Start of DOCUMENT EXTRACT

Great: Now Wall Street Is Funding Speculative Corporate Sovereignty Claims For A Share Of The Spoils

from the this-is-fine dept

Techdirt first wrote about corporate sovereignty four years ago -- although we only came up with that name about a year later. Since then, a hitherto obscure aspect of trade deals has become one of the most contentious issues in international relations. Indeed, the investor-state dispute settlement (ISDS) measures in both TPP and TTIP played an important part in galvanizing resistance to these so-called "trade" deals, and thus in their defeat, at least for the moment (never say "never".)

Corporate sovereignty may be a tough sell in new trade deals, but it is still lurking in plenty of existing agreements. For example, a post on the Sierra Club blog points out that two countries, Colombia and Romania, are being sued using ISDS clauses because of their refusal to issue mining permits:

Both mines would require huge quantities of cyanide and threaten watersheds used by millions of people for drinking water. One would damage a unique, legally protected ecosystem and the other would destroy an ancient, UNESCO-nominated settlement. Both have been opposed by scientific bodies, protested by tens of thousands of people, and restricted by domestic courts.

End of DOCUMENT EXTRACT
Start of DATA ROWS

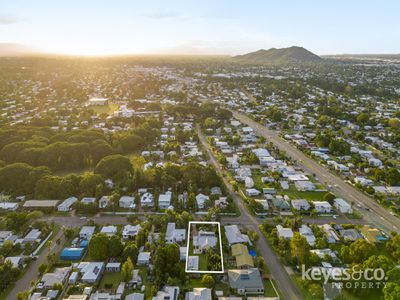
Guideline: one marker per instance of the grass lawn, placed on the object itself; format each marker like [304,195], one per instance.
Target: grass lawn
[113,278]
[108,109]
[269,290]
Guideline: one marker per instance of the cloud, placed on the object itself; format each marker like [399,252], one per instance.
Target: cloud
[163,14]
[8,19]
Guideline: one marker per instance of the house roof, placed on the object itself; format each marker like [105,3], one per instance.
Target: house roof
[245,279]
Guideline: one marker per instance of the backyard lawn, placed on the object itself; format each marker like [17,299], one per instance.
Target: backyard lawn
[113,278]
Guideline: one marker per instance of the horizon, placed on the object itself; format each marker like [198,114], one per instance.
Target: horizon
[100,28]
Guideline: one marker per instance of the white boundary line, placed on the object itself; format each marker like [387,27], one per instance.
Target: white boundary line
[220,247]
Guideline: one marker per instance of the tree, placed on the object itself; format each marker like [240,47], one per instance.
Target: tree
[112,165]
[127,269]
[115,246]
[300,248]
[42,268]
[391,291]
[208,281]
[98,246]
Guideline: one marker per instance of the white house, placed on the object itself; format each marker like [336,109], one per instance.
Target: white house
[252,192]
[343,206]
[147,200]
[322,207]
[104,201]
[285,233]
[306,231]
[127,202]
[164,200]
[87,232]
[201,199]
[199,294]
[204,240]
[88,200]
[174,235]
[67,204]
[234,236]
[130,231]
[300,204]
[143,259]
[109,230]
[91,271]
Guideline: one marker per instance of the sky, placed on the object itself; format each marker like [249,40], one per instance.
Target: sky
[109,27]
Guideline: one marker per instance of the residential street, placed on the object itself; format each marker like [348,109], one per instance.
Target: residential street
[24,283]
[285,284]
[375,215]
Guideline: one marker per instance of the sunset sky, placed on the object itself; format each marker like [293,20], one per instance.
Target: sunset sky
[98,27]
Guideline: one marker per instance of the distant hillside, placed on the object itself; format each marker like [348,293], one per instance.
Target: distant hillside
[10,49]
[282,55]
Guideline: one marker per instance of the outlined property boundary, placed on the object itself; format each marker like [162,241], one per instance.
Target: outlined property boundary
[220,247]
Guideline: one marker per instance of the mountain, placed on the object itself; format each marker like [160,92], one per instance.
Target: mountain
[282,55]
[11,49]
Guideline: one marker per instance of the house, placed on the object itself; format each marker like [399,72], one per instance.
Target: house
[143,258]
[372,235]
[322,253]
[300,205]
[109,230]
[147,200]
[136,280]
[164,200]
[351,234]
[32,236]
[182,253]
[342,206]
[88,200]
[263,202]
[285,233]
[67,204]
[135,296]
[248,182]
[199,294]
[40,204]
[174,235]
[87,232]
[167,293]
[104,201]
[280,204]
[375,162]
[322,207]
[58,276]
[252,192]
[91,271]
[113,267]
[242,256]
[204,240]
[16,261]
[201,199]
[234,236]
[330,234]
[306,231]
[127,202]
[193,263]
[304,186]
[130,231]
[10,206]
[246,282]
[72,254]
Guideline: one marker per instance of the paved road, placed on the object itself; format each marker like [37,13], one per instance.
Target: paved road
[24,283]
[285,284]
[378,216]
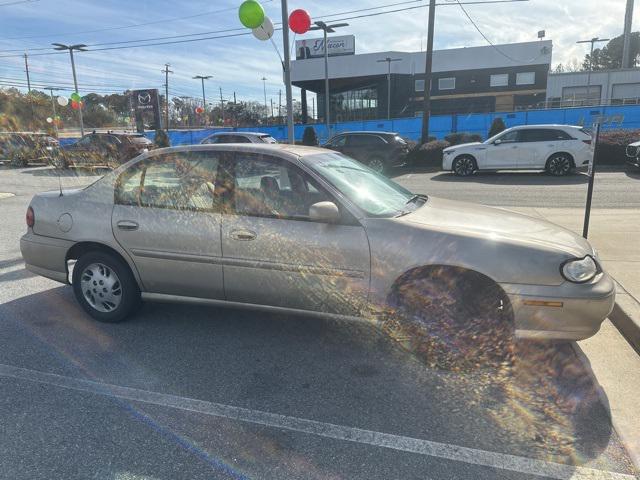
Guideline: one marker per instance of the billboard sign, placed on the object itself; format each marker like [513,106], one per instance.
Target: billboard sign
[314,48]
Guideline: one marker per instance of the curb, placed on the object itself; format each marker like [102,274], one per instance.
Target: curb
[626,318]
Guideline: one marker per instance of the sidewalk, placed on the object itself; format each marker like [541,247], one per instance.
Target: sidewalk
[610,355]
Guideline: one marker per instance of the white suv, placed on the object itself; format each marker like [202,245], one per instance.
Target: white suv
[558,149]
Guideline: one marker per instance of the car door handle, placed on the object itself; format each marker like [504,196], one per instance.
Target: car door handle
[127,225]
[244,235]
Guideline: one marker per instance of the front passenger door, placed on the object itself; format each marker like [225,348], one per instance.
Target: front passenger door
[274,254]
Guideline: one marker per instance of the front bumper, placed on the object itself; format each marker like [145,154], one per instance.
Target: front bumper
[564,312]
[46,256]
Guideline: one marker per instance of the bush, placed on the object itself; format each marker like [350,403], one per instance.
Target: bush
[612,146]
[497,126]
[428,154]
[309,137]
[462,137]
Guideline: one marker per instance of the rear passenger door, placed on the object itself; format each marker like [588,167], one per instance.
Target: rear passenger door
[166,216]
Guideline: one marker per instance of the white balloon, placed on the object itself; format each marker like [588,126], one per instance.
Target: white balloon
[264,31]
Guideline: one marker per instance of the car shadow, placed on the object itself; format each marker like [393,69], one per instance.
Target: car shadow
[341,372]
[68,172]
[513,178]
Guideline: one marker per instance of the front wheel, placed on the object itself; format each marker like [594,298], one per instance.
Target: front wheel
[464,166]
[559,164]
[104,287]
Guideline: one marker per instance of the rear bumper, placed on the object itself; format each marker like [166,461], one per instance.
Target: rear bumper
[46,256]
[557,313]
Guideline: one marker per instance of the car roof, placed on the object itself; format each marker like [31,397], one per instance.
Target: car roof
[545,125]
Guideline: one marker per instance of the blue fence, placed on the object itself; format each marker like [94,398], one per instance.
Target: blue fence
[611,117]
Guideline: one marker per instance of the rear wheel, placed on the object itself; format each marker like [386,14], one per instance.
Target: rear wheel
[559,164]
[453,319]
[104,287]
[464,165]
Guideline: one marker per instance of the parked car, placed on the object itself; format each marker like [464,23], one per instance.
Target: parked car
[378,150]
[558,149]
[239,137]
[312,231]
[633,153]
[109,149]
[22,148]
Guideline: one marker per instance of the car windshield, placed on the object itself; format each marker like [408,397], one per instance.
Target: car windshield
[372,192]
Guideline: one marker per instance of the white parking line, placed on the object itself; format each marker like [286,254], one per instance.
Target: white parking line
[396,442]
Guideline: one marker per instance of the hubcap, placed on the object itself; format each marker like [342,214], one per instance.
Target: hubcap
[464,166]
[376,165]
[101,287]
[559,165]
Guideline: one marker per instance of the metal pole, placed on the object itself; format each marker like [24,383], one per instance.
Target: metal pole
[426,107]
[75,84]
[287,72]
[626,47]
[327,116]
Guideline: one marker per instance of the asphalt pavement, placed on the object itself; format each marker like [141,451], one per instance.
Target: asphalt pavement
[194,392]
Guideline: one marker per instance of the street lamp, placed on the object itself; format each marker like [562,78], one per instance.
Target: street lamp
[389,60]
[264,87]
[81,48]
[592,42]
[327,29]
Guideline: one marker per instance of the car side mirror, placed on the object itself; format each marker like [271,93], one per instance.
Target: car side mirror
[325,212]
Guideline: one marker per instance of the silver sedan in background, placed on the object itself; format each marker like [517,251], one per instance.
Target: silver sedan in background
[306,230]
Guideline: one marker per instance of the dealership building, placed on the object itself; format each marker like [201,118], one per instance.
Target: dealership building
[465,80]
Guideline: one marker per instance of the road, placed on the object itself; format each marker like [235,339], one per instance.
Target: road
[193,392]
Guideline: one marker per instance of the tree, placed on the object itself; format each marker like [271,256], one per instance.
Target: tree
[497,126]
[309,137]
[609,57]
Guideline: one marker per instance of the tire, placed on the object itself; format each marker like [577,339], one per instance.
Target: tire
[377,164]
[559,164]
[464,165]
[104,286]
[453,320]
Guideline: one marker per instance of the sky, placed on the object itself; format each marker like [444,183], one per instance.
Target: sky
[239,63]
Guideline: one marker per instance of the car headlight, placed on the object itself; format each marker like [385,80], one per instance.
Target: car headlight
[580,270]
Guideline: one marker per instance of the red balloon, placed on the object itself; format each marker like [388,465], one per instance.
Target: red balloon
[299,21]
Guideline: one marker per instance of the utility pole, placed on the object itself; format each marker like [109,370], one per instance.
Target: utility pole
[166,95]
[264,87]
[626,46]
[70,48]
[389,60]
[53,106]
[222,105]
[426,105]
[592,41]
[286,67]
[327,29]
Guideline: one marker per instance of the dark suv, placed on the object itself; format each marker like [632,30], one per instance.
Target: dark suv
[105,149]
[379,150]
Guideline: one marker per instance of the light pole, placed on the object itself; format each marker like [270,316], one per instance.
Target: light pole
[81,48]
[327,29]
[264,87]
[389,60]
[592,41]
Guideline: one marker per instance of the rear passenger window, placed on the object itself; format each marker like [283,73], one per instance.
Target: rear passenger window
[177,181]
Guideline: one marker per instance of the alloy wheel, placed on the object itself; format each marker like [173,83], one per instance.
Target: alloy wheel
[101,287]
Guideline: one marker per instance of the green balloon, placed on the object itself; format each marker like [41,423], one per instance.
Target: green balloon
[251,14]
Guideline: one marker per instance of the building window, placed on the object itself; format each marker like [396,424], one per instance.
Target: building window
[499,80]
[447,83]
[525,78]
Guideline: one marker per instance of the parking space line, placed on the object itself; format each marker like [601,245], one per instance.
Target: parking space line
[446,451]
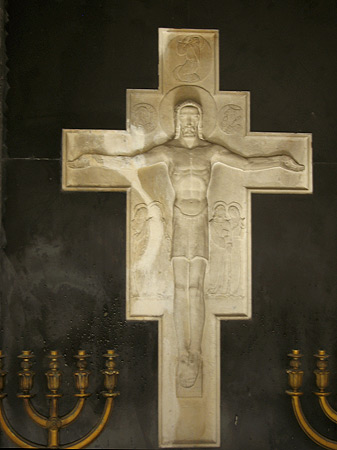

End of DATA ROWS

CHALLENGES »
**1.** Summarize the article on corporate sovereignty claims in two sentences.
**2.** Proceed with the article on corporate sovereignty claims, continuing from its final sentence.

RESULTS OF THE EXERCISE »
**1.** Corporate sovereignty, or investor-state dispute settlement, has gone from an obscure aspect of trade deals to one of the most contentious issues in international relations, and it played an important part in the defeat of TPP and TTIP, at least for the moment. Such clauses remain in plenty of existing agreements: Colombia and Romania are being sued under ISDS for refusing to issue mining permits for two mines that would threaten watersheds used for drinking water by millions of people and would damage a protected ecosystem and an ancient, UNESCO-nominated settlement.

**2.**
The use of corporate sovereignty to trump health and environmental concerns is nothing new. What is noteworthy here is the following:

Both ISDS claims are being funded by the same Wall Street hedge fund -- Tenor Capital Management. Tenor helps cover the companies' legal costs in exchange for a cut of any award. These speculative ISDS bets have already paid off for Tenor. The hedge fund won big in April 2016 when it secured 35 percent of a $1.4 billion ISDS ruling against Venezuela, a return of over 1,000 percent on the $36 million that Tenor had provided for the legal costs of the company that brought the case.

That is, the rewards of winning a corporate sovereignty case are so great that hedge funds are starting to fund them speculatively with no direct connection to the ISDS dispute other than providing money to initiate and pursue the claim. As the Sierra Club points out:

The risks of such arrangements, known as "third-party funding," are clear: When Wall Street speculates on the outcome of ISDS cases, it inflates the number of corporate suits against governments, leading to higher costs for taxpayers and higher risks for policymakers that challenge harmful investments.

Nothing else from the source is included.